[Exercise task]
Copy out the items verbatim, from the start through the line containing "[[[28,119],[28,0],[17,0],[17,121]]]", including both ends.

Segmentation dataset items
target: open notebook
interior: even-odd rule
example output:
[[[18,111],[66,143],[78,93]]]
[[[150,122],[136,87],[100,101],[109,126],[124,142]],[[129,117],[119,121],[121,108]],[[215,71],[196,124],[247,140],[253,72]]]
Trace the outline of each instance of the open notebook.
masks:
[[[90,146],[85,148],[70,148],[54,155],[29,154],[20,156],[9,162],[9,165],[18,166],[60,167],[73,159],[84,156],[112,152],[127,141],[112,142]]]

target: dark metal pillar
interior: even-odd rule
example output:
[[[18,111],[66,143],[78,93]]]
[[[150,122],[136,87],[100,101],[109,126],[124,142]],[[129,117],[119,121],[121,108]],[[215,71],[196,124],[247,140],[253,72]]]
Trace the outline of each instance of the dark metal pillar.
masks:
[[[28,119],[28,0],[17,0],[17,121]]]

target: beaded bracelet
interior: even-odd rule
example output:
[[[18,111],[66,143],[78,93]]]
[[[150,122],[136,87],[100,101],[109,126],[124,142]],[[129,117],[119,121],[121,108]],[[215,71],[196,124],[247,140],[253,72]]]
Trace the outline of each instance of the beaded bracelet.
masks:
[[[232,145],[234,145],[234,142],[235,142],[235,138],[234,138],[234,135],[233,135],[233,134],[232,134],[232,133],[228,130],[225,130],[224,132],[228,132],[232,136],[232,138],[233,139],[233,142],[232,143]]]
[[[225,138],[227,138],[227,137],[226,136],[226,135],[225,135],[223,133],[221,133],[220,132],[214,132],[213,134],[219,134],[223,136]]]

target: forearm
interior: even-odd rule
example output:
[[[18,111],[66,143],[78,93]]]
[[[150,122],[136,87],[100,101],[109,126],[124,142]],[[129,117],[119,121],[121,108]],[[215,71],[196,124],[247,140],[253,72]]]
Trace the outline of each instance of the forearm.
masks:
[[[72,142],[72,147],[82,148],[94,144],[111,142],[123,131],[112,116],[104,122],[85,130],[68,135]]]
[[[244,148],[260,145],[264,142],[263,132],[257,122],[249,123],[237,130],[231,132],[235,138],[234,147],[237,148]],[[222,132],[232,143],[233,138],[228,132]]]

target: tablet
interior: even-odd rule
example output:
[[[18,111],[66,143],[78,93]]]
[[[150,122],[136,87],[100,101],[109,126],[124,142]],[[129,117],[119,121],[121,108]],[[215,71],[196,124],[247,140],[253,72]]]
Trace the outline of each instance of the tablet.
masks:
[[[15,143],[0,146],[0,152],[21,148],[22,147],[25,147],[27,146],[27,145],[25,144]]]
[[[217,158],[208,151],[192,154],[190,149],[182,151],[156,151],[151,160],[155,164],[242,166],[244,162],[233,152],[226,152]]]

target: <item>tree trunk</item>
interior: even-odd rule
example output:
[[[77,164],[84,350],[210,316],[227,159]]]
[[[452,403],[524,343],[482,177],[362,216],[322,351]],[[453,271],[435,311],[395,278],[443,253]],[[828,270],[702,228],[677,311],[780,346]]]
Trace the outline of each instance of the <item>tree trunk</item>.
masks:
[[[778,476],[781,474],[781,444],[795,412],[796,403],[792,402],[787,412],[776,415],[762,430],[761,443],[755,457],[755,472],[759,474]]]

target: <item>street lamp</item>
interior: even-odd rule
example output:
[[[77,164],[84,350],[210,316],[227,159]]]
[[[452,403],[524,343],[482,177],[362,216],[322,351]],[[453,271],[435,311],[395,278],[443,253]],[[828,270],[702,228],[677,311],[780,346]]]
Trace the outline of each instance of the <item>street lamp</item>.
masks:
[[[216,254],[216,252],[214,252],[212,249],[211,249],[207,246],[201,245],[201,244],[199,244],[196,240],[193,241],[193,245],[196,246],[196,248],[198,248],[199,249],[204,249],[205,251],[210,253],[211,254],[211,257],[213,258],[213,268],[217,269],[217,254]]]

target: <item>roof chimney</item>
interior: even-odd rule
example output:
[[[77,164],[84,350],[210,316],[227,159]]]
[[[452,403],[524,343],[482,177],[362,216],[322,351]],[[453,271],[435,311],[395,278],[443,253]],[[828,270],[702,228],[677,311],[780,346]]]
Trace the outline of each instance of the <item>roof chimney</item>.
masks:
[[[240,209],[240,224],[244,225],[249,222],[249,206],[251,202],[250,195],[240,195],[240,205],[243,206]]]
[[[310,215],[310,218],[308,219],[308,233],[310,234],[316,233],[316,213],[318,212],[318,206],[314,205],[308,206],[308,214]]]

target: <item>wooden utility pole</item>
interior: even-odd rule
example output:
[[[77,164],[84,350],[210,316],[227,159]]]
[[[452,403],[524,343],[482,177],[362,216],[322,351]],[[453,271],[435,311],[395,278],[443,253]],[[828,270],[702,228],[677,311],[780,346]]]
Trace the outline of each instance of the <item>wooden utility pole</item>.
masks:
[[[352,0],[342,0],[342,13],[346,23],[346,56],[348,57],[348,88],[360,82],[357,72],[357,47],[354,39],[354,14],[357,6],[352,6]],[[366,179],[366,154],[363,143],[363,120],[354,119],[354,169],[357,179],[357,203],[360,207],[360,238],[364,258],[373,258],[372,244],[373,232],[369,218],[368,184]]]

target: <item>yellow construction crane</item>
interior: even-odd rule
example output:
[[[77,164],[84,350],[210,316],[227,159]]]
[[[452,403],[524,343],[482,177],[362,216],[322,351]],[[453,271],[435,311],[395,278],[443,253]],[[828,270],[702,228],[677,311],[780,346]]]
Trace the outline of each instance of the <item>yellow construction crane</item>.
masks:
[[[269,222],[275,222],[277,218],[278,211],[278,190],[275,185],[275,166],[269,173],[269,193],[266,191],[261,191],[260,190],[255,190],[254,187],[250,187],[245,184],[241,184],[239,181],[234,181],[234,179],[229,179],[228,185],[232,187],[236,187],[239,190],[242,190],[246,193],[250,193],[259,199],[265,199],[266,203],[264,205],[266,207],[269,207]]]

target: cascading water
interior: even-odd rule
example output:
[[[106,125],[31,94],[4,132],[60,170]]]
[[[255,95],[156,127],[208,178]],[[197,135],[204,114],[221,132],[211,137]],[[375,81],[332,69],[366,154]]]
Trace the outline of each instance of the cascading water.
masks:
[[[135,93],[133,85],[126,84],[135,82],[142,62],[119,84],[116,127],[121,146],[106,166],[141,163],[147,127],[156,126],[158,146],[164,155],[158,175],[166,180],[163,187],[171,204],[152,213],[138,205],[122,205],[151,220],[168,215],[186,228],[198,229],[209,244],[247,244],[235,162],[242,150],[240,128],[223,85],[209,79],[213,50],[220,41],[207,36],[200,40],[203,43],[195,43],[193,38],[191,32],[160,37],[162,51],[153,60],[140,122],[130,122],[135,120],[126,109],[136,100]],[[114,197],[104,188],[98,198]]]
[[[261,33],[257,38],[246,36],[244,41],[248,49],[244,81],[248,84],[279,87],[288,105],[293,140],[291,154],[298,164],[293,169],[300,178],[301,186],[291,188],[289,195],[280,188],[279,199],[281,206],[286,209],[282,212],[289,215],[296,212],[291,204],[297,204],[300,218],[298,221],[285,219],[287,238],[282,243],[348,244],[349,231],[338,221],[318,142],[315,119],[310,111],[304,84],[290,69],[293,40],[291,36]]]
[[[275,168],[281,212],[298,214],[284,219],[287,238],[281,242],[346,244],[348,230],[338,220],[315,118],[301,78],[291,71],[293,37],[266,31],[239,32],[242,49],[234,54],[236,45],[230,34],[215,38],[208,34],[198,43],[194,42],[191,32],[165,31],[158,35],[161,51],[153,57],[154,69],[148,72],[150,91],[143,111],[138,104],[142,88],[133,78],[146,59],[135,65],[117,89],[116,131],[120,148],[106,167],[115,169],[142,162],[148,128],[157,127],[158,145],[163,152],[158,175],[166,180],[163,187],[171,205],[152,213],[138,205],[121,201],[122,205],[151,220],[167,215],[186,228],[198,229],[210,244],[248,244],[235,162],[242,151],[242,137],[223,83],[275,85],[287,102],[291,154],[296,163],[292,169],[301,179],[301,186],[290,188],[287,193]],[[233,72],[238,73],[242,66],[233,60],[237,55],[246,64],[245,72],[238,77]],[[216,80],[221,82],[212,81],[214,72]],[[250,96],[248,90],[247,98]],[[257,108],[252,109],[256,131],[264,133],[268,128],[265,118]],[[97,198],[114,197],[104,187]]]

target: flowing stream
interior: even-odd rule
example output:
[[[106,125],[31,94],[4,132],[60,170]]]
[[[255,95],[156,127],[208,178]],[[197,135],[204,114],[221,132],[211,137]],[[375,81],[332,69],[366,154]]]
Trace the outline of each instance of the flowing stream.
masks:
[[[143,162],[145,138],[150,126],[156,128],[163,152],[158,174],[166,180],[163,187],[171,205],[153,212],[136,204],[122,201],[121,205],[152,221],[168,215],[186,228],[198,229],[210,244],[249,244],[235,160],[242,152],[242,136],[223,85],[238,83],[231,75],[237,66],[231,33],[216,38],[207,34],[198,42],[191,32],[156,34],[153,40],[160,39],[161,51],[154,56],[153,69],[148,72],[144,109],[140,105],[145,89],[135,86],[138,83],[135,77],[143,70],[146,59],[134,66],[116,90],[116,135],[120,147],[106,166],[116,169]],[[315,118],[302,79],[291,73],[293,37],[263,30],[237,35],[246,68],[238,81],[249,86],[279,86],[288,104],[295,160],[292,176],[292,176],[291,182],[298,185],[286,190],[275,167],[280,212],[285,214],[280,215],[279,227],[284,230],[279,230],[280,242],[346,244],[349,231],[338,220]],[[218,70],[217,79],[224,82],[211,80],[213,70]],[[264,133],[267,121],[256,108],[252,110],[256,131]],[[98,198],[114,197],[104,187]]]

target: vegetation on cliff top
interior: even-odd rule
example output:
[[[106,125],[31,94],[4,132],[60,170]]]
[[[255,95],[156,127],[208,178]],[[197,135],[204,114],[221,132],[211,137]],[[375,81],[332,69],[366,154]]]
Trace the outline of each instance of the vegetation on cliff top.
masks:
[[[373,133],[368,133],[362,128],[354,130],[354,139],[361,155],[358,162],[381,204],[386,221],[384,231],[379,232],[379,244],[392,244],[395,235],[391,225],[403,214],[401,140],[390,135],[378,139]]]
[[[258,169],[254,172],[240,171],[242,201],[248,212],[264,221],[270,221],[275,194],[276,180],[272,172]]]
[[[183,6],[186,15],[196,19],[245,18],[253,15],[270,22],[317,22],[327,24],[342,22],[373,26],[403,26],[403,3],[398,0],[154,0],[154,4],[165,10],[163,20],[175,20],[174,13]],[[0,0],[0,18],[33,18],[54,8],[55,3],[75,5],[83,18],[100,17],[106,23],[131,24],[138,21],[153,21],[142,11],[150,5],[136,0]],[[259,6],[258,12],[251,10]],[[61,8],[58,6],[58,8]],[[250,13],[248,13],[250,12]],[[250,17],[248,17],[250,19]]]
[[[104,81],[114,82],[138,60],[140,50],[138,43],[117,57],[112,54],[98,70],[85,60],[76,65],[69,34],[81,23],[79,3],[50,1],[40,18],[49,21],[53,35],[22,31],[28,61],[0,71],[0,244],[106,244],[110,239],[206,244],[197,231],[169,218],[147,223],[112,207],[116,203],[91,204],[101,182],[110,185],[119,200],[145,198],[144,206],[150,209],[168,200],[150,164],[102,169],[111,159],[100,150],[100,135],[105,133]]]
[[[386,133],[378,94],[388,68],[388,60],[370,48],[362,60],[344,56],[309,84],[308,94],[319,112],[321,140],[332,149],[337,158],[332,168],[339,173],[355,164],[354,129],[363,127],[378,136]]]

[Problem solution]
target: open notebook
interior: even-odd rule
example output:
[[[18,111],[66,143],[78,93]]]
[[[150,122],[136,87],[100,101],[109,126],[124,142]],[[129,117],[119,121],[121,108]],[[215,71],[196,124],[247,140],[253,72]]]
Trace the outline of each instance of the open notebook.
masks:
[[[90,146],[85,148],[70,148],[54,155],[29,154],[20,156],[9,162],[9,165],[18,166],[60,167],[73,159],[84,156],[112,152],[127,141],[112,142]]]

target: dark metal pillar
interior: even-odd rule
example output:
[[[18,111],[66,143],[78,93]]]
[[[150,122],[136,87],[100,101],[109,126],[124,142]],[[129,117],[119,121],[121,108]],[[215,71],[196,124],[247,140],[253,72]]]
Trace the outline of each instance of the dark metal pillar.
masks:
[[[28,119],[28,0],[17,0],[17,121]]]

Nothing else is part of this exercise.